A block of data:
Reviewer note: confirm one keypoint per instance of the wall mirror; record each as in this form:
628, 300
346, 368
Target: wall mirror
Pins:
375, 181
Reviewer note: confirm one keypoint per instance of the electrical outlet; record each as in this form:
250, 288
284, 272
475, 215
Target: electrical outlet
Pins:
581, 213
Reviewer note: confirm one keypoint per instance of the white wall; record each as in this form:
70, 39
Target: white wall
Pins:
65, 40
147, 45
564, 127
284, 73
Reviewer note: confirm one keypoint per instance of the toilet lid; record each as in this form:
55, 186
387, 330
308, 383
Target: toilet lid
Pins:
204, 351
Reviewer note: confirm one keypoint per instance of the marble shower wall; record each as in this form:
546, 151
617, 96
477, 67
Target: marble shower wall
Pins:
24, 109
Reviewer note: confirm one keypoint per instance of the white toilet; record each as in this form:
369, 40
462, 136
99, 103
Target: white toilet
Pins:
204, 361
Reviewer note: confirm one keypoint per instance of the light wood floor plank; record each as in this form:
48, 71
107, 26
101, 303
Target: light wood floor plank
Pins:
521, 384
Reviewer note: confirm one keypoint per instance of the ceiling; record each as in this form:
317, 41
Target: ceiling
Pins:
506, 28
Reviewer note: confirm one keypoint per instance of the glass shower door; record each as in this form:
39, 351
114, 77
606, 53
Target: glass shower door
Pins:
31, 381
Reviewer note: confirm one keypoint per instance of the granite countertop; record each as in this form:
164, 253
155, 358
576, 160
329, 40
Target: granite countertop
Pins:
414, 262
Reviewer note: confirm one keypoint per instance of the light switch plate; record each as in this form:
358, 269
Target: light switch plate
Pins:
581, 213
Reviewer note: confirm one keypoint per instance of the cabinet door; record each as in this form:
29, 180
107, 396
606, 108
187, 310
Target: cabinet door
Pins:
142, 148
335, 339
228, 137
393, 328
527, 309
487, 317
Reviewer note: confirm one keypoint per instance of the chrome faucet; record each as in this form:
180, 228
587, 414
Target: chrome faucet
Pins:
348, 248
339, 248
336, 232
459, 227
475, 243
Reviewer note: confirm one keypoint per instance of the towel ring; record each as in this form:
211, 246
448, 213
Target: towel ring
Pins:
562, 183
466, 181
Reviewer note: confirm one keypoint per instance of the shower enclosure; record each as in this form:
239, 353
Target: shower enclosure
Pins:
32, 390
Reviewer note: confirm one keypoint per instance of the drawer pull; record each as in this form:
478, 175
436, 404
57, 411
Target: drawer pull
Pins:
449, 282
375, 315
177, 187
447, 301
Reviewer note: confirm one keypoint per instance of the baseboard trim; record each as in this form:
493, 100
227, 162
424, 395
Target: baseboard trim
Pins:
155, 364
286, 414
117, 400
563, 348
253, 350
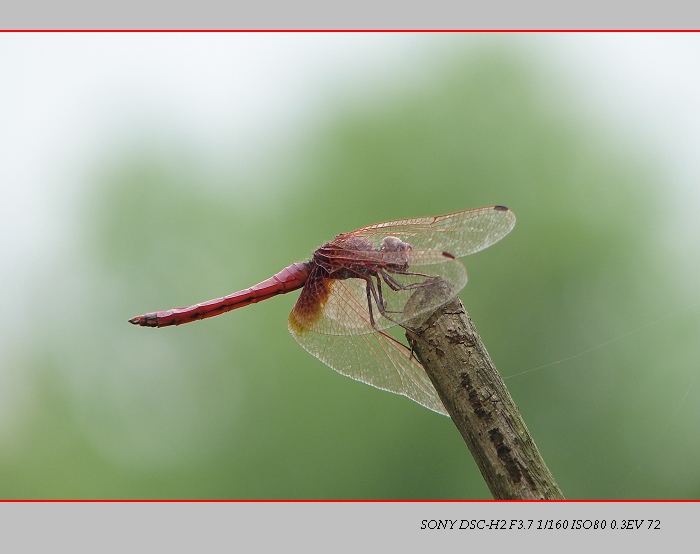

**Exercise**
Reproduce all of the rows above word for word, omitting the pictures.

**Result for this task**
Reviewer note: confirm one keypoint per instance of the wall mirror; record each as in this form:
628, 300
346, 368
Target: wall mirror
Pins:
375, 181
Reviewer note: confirm one keypoint per instance of the electrical outlet; record each as in this form:
250, 288
284, 272
475, 215
Target: electrical outlet
Pins:
581, 213
Reviewer note: confirm one keypoint per instance of the white wall; record each as in this form:
70, 39
Target: white wall
Pins:
65, 40
147, 45
564, 127
284, 73
Reviewer note: confirm one keypoint per instance of the toilet lid; record each as in this form:
55, 186
387, 330
308, 383
Target: toilet lid
Pins:
204, 351
Reviewer note: confirm one keypoint per instance of the marble shower wall; record each as in this form:
546, 151
617, 96
477, 67
Target: marble shower wall
Pins:
24, 109
Reviewer note: confirm one keypoint per instance of the white toilet; record each as in this form:
369, 40
462, 136
99, 103
Target: white toilet
Pins:
204, 361
Reviewer note: confirm one keypoint per instance of the light wood floor plank; record each as in this form:
48, 71
107, 26
101, 303
Target: light wood floor plank
Pins:
521, 384
Reviewer note: confirm one keypoint per instance of the ceiling; record each as in this form:
317, 41
Target: ceiling
Pins:
506, 28
Reviewer note: confirm one keypoint per instance of the glass shower door; record each as in this form:
39, 351
114, 77
606, 53
Target: glass shower door
Pins:
31, 381
Reviewer note: confirm one keypoint per instance of the granite countertop; record each as in this form:
164, 253
155, 358
576, 160
329, 40
Target: granite countertop
Pins:
414, 262
Reviewer note: confirm one keypoint per instance of the light switch plate; record each as in this form:
358, 269
Target: light switch plate
Pins:
581, 213
Reviewer note: confirm one keypoint per instance of the cabinet door; record each as in this form:
29, 180
107, 396
606, 108
187, 310
Target: cabinet door
Pins:
142, 148
335, 339
228, 137
393, 328
527, 309
487, 317
Reviewer note: confirm one keypoint per instance of the chrome faucet; record each as in this form:
180, 228
587, 414
Target: chrome faucet
Pins:
348, 248
339, 248
336, 232
459, 227
475, 243
Reviewer note: confirm one keypoint per instance of the towel ring; record each as in this form:
211, 246
448, 213
Target: towel ring
Pins:
562, 183
466, 181
Reviewer note: confirm one keypoint per instance of the shower enclosure; record each as in this form:
239, 353
Target: shower enclosure
Pins:
32, 390
Reviewer note: confirm one keypoint per instance of the drawer pull; record each as in this form:
478, 175
436, 404
57, 411
Target: drawer pull
Pins:
449, 282
375, 315
177, 187
447, 301
Reviewer note: confirm one keypoint per instance of the baseboard trim; record each as in this form:
493, 100
227, 162
424, 395
Target: baseboard trim
Pins:
155, 364
286, 414
117, 400
563, 348
253, 350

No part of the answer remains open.